Liquid: Zero-Fee ERC-20 AMM via 2x Mint and Star Topology
I’m posting to share a novel AMM design for feedback on its core primitives: a 2x mint wrapping mechanism, a star topology pool structure, and hardcoded zero fees. The contracts are experimental and unaudited. Hub is deployed at 0x429a58602817Fa79Bbdcf56d8986Fa66CFC44F8a on mainnet. Docs: uniteum.one/liquid.
The Problem
Standard ERC-20 AMMs require two-sided liquidity provision: a liquidity provider deposits token A and token B, receives LP shares, and earns fees as compensation for impermanent loss. This works, but it requires an existing market for both assets and active LP management.
Can you bootstrap tradeable liquidity from a single-sided deposit, without LP tokens, without a fee mechanism, and without governance?
Mechanism
2x Mint. Liquid wraps any ERC-20 via make(token), creating a permissionless pool. When a depositor wraps n tokens (the “heat” operation), the protocol mints 2n wrapped tokens: n to the depositor, n to the pool. Unwrapping (“cool”) burns proportionally from both the caller and the pool, returning backing tokens based on the redemption ratio.

(Records from a data source)
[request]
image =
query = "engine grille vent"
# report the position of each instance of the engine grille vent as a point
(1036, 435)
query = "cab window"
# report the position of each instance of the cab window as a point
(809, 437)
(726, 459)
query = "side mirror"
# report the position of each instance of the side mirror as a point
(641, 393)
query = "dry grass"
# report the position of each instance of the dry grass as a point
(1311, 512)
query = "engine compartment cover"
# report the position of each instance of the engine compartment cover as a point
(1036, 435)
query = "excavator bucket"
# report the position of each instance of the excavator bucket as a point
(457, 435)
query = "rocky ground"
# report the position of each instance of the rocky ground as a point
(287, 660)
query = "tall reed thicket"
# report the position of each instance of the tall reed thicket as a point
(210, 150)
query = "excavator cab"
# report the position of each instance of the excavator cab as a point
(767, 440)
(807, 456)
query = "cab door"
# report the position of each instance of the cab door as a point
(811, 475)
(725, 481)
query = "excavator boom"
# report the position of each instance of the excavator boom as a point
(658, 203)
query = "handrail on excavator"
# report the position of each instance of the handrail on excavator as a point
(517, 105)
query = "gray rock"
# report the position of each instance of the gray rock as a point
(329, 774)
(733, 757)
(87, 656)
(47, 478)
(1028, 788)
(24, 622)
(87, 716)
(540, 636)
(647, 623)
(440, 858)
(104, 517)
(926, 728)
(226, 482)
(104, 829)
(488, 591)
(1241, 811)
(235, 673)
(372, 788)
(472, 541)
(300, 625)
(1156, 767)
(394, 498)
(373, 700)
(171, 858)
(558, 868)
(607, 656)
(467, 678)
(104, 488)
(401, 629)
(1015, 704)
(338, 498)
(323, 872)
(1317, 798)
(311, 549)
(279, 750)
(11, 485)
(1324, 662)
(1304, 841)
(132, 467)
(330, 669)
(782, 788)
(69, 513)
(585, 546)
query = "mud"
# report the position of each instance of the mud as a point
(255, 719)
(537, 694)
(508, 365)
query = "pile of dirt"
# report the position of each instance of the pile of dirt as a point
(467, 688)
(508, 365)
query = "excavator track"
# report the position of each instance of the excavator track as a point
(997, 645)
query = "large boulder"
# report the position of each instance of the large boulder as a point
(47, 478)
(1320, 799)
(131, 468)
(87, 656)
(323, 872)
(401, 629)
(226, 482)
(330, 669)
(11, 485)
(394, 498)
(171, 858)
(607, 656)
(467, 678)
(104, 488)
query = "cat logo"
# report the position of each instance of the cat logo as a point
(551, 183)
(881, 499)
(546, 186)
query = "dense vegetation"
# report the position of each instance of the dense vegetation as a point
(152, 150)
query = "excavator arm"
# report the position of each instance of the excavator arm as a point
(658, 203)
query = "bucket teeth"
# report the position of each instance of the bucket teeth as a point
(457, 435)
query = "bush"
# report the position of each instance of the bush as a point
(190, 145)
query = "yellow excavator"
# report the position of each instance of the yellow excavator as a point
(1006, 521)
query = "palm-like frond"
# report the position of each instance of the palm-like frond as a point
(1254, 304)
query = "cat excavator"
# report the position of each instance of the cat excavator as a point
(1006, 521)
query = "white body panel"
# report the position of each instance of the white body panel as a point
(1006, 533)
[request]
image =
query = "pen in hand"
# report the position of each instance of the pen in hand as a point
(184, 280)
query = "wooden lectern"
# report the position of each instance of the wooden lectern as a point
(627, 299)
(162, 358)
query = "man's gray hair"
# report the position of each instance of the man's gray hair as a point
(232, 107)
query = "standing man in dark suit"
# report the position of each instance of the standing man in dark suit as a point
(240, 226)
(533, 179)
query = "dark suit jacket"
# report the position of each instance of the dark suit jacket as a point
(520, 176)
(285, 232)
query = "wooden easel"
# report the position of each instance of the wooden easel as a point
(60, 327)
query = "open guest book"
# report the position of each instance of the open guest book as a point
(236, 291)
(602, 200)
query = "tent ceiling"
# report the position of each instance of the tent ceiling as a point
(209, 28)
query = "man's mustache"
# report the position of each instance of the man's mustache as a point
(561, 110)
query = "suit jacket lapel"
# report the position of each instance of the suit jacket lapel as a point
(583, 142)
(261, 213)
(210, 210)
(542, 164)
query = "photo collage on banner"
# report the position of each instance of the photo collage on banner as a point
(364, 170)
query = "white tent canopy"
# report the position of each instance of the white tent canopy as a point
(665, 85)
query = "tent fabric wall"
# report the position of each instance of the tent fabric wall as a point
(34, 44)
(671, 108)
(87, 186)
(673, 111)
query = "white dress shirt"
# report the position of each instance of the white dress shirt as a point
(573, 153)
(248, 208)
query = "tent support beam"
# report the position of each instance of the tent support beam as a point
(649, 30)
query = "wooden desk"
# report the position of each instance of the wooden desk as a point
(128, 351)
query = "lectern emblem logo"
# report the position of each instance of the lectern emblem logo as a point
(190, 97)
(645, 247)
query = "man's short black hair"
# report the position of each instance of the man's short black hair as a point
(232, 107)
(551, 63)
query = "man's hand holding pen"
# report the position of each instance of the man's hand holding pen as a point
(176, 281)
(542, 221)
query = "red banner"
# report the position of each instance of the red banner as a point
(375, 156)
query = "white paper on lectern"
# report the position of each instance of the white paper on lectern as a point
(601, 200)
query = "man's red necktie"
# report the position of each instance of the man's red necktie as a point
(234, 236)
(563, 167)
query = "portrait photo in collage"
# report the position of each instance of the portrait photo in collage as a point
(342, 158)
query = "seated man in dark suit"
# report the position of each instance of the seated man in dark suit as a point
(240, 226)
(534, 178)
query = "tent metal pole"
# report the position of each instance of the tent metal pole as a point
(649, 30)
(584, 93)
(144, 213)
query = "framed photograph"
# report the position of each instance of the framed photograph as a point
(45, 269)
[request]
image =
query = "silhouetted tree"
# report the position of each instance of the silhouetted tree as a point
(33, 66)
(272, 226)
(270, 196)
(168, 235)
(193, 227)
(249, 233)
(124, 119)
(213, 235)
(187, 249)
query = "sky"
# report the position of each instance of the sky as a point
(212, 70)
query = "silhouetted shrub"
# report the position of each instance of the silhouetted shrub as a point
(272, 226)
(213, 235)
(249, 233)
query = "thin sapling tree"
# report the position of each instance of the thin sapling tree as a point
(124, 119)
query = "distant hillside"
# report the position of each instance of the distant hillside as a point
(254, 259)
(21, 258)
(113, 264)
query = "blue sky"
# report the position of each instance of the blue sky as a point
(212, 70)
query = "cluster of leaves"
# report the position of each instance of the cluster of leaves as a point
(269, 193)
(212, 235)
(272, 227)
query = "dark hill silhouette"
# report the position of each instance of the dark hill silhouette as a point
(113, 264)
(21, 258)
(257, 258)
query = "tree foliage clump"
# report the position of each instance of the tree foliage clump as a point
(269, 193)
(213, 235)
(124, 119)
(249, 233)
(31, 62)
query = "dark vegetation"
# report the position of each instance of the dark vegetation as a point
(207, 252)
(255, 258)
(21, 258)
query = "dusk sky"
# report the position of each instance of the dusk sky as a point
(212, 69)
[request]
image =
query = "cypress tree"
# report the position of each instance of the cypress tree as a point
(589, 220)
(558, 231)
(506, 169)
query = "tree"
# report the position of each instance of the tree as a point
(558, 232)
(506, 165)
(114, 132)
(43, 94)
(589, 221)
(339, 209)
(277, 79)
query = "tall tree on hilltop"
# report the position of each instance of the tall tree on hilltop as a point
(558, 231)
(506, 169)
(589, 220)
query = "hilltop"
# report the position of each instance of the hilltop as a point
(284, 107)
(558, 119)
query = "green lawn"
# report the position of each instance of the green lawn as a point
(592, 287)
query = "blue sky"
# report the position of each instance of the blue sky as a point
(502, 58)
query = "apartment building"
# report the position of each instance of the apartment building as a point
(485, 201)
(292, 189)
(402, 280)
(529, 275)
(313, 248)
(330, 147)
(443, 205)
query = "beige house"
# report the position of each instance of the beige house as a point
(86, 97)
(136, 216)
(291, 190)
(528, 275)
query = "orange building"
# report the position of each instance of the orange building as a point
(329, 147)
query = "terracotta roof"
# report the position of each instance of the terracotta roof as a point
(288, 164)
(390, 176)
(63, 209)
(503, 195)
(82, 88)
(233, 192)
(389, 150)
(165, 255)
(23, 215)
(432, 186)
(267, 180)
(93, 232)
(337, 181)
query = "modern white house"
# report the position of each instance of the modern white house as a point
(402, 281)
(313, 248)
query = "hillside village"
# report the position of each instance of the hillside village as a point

▸ JOBS:
[a] In the post about the Liquid AMM design, how many wrapped tokens are minted when a depositor wraps n tokens, and where do they go?
[b] Continue the post about the Liquid AMM design from its last sentence.

▸ EXERCISE RESULTS:
[a] 2n wrapped tokens are minted: n go to the depositor and n go to the pool.

[b]
This collapses wrapping and liquidity provision into a single atomic operation. There are no separate LP shares.
Constant-product invariant. Each pool maintains pool × lake = k, where pool is the wrapped token balance held by the pool and lake is the hub token balance. Price is lake / pool. This is the standard Uniswap v2 invariant, applied within each spoke.
Star topology. All pools connect through a single Hub contract rather than forming pairwise pools. Trading between token A and token B routes through Hub: sell wrapped-A into its pool to receive Hub tokens, then buy wrapped-B from its pool using those Hub tokens. This gives n pools instead of n², at the cost of two-hop routing and Hub-token slippage on every cross-asset trade.
Zero fees, hardcoded. There is no fee parameter, no fee switch, and no governance mechanism to introduce one. The zero-fee constraint is structural.
Equilibrium and Arbitrage
At equilibrium, the pool holds exactly 50% of total wrapped supply (pool / total = 1/2), and wrapped tokens trade 1:1 against their backing. Disequilibrium is self-correcting:
- If
pool / total < 1/2(supply scarce): wrapping yields bonus wrapped tokens that can be sold at a premium, restoring the ratio. - If
pool / total > 1/2(supply excess): wrapped tokens trade at a discount; buying and then unwrapping at fair value is profitable.
The math constrains wrap→sell→buy→unwrap cycles to be loss-making due to AMM slippage and proportional burn, which prevents exploitative arbitrage loops.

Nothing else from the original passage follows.